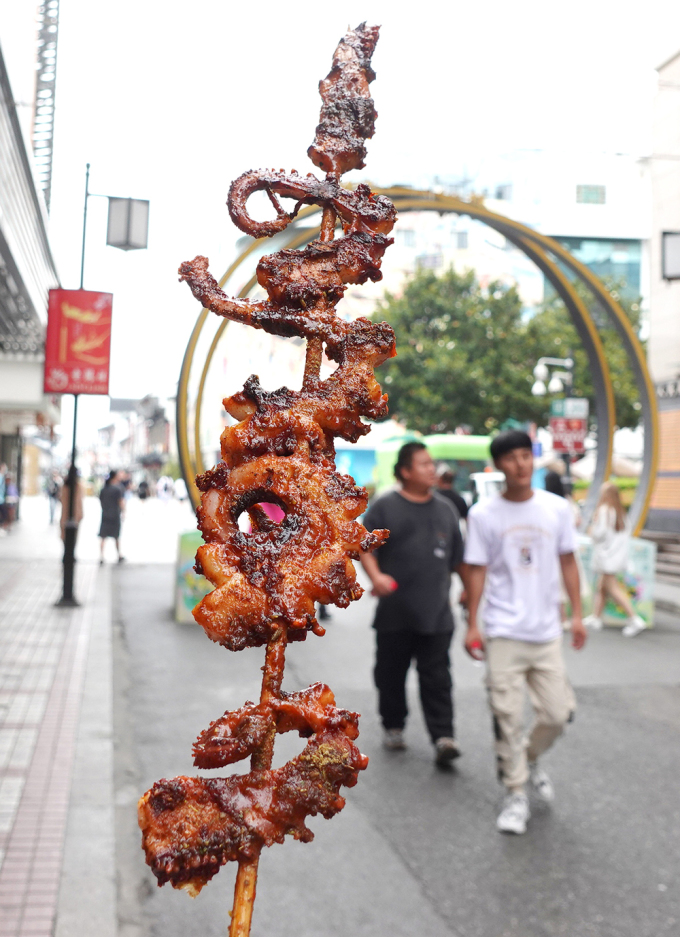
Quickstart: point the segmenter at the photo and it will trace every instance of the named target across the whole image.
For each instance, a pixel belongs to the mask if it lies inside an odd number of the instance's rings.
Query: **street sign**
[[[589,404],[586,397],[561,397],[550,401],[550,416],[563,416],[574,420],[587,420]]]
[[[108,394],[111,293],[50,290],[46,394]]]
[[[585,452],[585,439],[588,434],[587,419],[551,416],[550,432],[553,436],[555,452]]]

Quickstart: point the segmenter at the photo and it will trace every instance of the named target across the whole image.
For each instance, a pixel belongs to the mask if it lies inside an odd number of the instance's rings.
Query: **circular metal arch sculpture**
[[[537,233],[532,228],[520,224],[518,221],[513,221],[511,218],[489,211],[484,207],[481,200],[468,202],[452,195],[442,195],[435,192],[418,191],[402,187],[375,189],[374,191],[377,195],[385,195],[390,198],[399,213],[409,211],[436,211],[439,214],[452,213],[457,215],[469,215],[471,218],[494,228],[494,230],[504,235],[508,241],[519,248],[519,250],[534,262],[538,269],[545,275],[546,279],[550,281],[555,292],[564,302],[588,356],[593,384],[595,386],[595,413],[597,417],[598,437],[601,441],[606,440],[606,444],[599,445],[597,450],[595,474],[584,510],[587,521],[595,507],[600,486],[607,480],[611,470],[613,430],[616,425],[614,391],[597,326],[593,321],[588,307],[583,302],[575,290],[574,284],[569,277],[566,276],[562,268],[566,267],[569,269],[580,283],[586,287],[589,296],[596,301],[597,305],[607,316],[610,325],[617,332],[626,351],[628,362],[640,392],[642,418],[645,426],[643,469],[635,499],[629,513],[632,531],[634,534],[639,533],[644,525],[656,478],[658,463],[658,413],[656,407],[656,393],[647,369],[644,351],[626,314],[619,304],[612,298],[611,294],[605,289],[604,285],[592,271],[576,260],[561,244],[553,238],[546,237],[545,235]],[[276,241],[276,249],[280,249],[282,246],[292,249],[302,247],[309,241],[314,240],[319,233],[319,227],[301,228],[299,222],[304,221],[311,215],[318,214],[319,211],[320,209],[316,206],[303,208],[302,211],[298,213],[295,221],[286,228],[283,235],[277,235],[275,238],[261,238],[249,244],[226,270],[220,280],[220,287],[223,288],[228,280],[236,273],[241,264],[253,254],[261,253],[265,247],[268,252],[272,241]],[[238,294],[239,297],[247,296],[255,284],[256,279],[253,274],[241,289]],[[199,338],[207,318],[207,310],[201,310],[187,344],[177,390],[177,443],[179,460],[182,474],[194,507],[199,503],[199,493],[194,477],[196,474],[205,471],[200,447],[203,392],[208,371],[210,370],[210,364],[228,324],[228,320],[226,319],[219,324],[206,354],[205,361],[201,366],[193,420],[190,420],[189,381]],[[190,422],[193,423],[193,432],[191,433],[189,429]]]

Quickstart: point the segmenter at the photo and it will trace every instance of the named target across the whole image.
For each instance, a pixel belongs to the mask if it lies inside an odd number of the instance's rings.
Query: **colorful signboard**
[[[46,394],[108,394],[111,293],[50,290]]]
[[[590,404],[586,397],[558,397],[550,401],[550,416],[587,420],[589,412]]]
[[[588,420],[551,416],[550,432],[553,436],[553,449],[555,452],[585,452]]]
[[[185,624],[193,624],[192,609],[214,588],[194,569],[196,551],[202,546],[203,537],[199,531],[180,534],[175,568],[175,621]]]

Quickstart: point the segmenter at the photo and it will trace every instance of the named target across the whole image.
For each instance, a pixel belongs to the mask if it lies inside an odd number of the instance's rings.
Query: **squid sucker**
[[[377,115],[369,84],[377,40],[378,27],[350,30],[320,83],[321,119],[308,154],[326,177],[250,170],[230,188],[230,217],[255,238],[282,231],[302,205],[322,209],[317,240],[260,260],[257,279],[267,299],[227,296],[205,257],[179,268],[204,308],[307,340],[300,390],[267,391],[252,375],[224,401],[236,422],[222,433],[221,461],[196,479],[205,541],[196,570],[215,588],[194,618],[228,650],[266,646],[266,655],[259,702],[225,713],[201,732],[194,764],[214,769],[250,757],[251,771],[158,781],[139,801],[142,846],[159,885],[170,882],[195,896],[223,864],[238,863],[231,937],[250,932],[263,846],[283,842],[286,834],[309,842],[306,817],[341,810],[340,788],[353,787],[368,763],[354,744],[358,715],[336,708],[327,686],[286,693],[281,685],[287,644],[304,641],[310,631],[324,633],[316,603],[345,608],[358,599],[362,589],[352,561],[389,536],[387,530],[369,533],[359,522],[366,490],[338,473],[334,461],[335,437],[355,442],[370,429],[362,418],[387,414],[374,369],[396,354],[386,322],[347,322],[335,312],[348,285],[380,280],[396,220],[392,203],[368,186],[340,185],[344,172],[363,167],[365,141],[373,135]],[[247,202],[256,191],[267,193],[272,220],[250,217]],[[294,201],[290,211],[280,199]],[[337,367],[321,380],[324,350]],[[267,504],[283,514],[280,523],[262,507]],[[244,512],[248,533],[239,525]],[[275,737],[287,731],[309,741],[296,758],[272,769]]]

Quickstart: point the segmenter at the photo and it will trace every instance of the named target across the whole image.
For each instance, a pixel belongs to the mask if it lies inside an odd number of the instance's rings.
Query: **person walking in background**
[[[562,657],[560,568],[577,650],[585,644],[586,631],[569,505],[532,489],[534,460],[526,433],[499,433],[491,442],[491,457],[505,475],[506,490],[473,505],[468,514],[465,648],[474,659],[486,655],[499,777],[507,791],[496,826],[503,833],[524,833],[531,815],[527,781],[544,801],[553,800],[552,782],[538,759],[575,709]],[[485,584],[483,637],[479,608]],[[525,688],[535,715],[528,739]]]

####

Условие задания >>
Выпишите из записей выше все строки, в которых есть слово «Query».

Решение задания >>
Query: **street sign**
Query: **circular metal arch sculpture**
Query: **colorful signboard**
Query: **squid sucker**
Query: **person walking in background**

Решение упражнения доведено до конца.